-------- MATERIAL FOR THIS EXERCISE --------

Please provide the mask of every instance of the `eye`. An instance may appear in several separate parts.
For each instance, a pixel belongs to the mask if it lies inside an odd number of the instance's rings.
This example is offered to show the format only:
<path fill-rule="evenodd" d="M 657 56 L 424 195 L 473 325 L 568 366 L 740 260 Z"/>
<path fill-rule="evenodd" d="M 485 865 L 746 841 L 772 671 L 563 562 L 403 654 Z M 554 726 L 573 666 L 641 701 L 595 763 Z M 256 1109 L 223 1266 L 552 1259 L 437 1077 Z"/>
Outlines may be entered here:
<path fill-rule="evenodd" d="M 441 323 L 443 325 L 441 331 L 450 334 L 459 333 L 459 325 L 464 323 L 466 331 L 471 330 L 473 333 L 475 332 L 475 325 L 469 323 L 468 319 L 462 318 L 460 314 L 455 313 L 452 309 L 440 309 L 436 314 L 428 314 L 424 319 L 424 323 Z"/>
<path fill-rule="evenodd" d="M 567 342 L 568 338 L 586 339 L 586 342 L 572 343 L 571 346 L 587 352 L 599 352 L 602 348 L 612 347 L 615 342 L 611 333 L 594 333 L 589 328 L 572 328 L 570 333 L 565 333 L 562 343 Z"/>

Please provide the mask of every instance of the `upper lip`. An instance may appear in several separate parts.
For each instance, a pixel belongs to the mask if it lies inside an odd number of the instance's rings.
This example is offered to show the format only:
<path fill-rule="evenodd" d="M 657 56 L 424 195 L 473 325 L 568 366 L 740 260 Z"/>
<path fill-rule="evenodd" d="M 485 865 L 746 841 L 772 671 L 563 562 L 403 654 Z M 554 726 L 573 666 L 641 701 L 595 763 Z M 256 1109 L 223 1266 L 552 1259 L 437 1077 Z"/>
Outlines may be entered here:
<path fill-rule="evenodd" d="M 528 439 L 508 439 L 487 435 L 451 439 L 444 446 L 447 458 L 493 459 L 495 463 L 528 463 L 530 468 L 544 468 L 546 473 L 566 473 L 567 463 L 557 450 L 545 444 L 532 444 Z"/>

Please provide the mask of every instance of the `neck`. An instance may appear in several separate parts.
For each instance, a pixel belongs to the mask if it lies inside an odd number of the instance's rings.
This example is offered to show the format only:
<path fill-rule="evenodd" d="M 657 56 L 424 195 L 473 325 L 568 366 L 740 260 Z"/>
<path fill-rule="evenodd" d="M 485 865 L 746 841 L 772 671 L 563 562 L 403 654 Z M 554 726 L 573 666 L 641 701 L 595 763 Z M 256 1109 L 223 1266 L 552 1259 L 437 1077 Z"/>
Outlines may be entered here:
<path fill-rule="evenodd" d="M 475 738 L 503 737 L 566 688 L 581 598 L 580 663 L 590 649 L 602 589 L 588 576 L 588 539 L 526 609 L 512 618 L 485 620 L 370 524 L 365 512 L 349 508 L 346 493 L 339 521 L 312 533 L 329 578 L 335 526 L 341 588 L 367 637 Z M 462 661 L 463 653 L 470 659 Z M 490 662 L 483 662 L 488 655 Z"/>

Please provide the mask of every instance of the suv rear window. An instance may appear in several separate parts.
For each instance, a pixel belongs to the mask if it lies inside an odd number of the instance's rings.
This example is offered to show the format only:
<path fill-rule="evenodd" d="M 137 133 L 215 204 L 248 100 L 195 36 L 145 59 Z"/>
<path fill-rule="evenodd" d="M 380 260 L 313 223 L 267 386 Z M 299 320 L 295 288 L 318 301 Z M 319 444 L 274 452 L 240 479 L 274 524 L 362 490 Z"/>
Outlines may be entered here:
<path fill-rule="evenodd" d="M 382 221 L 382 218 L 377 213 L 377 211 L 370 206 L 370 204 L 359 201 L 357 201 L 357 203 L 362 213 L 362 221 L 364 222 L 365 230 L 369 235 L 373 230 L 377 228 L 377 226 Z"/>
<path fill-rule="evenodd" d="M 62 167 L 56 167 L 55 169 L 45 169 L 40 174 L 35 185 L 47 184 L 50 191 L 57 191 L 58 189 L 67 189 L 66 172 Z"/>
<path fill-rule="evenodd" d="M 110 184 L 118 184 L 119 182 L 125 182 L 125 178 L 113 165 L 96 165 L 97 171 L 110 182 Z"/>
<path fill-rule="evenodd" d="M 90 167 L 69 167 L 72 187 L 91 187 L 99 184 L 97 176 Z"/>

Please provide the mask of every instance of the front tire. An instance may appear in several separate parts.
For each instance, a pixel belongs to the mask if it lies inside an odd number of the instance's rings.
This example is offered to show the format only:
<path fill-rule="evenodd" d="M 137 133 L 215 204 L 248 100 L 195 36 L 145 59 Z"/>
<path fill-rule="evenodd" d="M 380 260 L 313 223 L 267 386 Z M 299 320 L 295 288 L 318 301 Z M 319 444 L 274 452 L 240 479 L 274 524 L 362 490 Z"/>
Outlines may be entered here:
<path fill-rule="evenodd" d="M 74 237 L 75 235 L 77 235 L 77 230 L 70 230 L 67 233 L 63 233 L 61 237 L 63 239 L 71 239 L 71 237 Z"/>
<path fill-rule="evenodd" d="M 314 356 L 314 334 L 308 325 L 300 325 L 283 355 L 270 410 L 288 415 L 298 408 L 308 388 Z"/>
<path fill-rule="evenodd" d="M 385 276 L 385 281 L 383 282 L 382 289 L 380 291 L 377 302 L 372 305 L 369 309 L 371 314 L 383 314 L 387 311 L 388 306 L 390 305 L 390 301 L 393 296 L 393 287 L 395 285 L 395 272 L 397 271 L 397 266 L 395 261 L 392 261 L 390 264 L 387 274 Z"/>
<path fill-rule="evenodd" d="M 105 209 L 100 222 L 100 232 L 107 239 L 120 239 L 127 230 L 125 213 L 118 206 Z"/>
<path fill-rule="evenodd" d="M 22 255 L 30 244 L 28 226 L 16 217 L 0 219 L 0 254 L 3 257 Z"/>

--------

WHAT TO DO –
Write out all of the records above exactly as they appear.

ANSWER TO THE EXERCISE –
Please provide the mask of every instance of the `eye`. An instance may appear in several separate parts.
For each instance, a pixel belongs to the mask if it lies inside an odd number of the instance's rings.
This example is offered to show the format only:
<path fill-rule="evenodd" d="M 657 56 L 424 195 L 473 325 L 568 366 L 740 260 Z"/>
<path fill-rule="evenodd" d="M 485 865 L 746 841 L 772 671 L 563 562 L 403 654 Z M 554 726 L 573 666 L 641 701 L 595 763 Z M 256 1109 L 223 1266 L 552 1259 L 437 1077 Z"/>
Outlines may be entered here:
<path fill-rule="evenodd" d="M 441 323 L 443 325 L 441 331 L 450 334 L 459 333 L 459 325 L 464 323 L 466 331 L 471 330 L 473 333 L 475 332 L 475 325 L 469 323 L 468 319 L 462 318 L 460 314 L 455 313 L 452 309 L 440 309 L 436 314 L 428 314 L 424 319 L 424 323 Z"/>
<path fill-rule="evenodd" d="M 567 342 L 568 338 L 586 339 L 586 342 L 572 343 L 571 346 L 587 352 L 599 352 L 602 348 L 612 347 L 615 342 L 611 333 L 594 333 L 589 328 L 572 328 L 570 333 L 565 333 L 562 343 Z"/>

Please provide the mask of every instance of the `upper lip`. An instance may appear in several separate parts.
For each instance, a pixel belongs to the mask if it lies inside an odd number of the instance's rings.
This example is offered to show the format only:
<path fill-rule="evenodd" d="M 657 56 L 424 195 L 473 325 L 568 366 L 740 260 Z"/>
<path fill-rule="evenodd" d="M 485 865 L 746 841 L 772 671 L 563 562 L 403 654 Z M 554 726 L 573 666 L 641 701 L 595 763 Z M 256 1109 L 223 1266 L 552 1259 L 437 1077 Z"/>
Outlines may be entered here:
<path fill-rule="evenodd" d="M 528 439 L 508 439 L 487 435 L 451 439 L 444 446 L 447 458 L 493 459 L 495 463 L 528 463 L 530 468 L 544 468 L 546 473 L 566 473 L 567 463 L 557 450 L 545 444 L 532 444 Z"/>

Please provide the mask of every instance of the `neck`. An instance may appear in several separate parts.
For each instance, a pixel belongs to the mask if it lies inside an odd number of the instance's rings.
This example is offered to show the format only:
<path fill-rule="evenodd" d="M 657 56 L 424 195 L 473 325 L 568 366 L 740 260 Z"/>
<path fill-rule="evenodd" d="M 485 865 L 746 841 L 772 671 L 563 562 L 403 654 Z M 554 726 L 573 666 L 641 701 L 595 763 Z M 256 1109 L 223 1266 L 552 1259 L 437 1077 Z"/>
Outlines may be entered here:
<path fill-rule="evenodd" d="M 475 738 L 503 737 L 566 688 L 581 598 L 580 663 L 590 649 L 602 589 L 588 576 L 588 539 L 526 609 L 512 618 L 485 620 L 370 524 L 365 512 L 349 508 L 346 493 L 339 521 L 312 533 L 329 578 L 335 526 L 341 588 L 367 637 Z M 462 661 L 463 653 L 470 659 Z M 490 662 L 483 662 L 488 655 Z"/>

Please provide the mask of every instance of the suv rear window. An instance may appear in several separate parts.
For each instance, a pixel belongs to the mask if it lies inside an odd number of the instance's rings.
This example is offered to show the format only:
<path fill-rule="evenodd" d="M 137 133 L 215 204 L 248 100 L 195 36 L 145 59 Z"/>
<path fill-rule="evenodd" d="M 380 260 L 313 223 L 267 386 Z M 299 320 L 295 288 L 318 301 Z M 319 444 L 274 452 L 240 479 L 274 524 L 362 490 Z"/>
Outlines may be entered here:
<path fill-rule="evenodd" d="M 382 221 L 382 218 L 377 213 L 377 211 L 370 206 L 370 204 L 359 201 L 357 201 L 357 203 L 362 213 L 362 221 L 364 222 L 365 230 L 369 235 L 373 230 L 377 228 L 377 226 Z"/>
<path fill-rule="evenodd" d="M 62 167 L 56 167 L 55 169 L 45 169 L 40 174 L 35 185 L 47 184 L 50 191 L 57 191 L 58 189 L 67 189 L 66 172 Z"/>
<path fill-rule="evenodd" d="M 110 184 L 118 184 L 119 182 L 125 182 L 125 178 L 113 165 L 96 165 L 97 171 L 110 182 Z"/>
<path fill-rule="evenodd" d="M 90 167 L 69 167 L 72 187 L 91 187 L 99 184 L 97 176 Z"/>

Please provide the mask of every instance of the front tire. An instance may appear in several separate parts.
For each instance, a pixel belongs to the mask if it lies inside an odd number of the instance's rings.
This example is offered to show the format only:
<path fill-rule="evenodd" d="M 137 133 L 215 204 L 248 100 L 195 36 L 145 59 Z"/>
<path fill-rule="evenodd" d="M 380 260 L 313 223 L 267 386 Z M 299 320 L 295 288 L 318 301 Z M 319 444 L 274 452 L 240 479 L 274 524 L 362 490 Z"/>
Outlines may be entered here:
<path fill-rule="evenodd" d="M 74 237 L 75 235 L 77 235 L 77 230 L 70 230 L 67 233 L 63 233 L 61 237 L 63 239 L 71 239 L 71 237 Z"/>
<path fill-rule="evenodd" d="M 314 356 L 314 334 L 308 325 L 300 325 L 283 355 L 270 410 L 288 415 L 298 408 L 308 388 Z"/>
<path fill-rule="evenodd" d="M 385 276 L 385 281 L 383 282 L 382 289 L 380 291 L 377 302 L 372 305 L 369 309 L 371 314 L 383 314 L 387 311 L 388 306 L 390 305 L 390 301 L 393 296 L 393 287 L 395 285 L 395 272 L 397 271 L 397 266 L 395 261 L 392 261 L 390 264 L 387 274 Z"/>
<path fill-rule="evenodd" d="M 105 209 L 100 222 L 100 232 L 107 239 L 120 239 L 127 230 L 125 213 L 118 206 Z"/>
<path fill-rule="evenodd" d="M 22 255 L 30 244 L 28 226 L 16 217 L 0 219 L 0 254 L 3 257 Z"/>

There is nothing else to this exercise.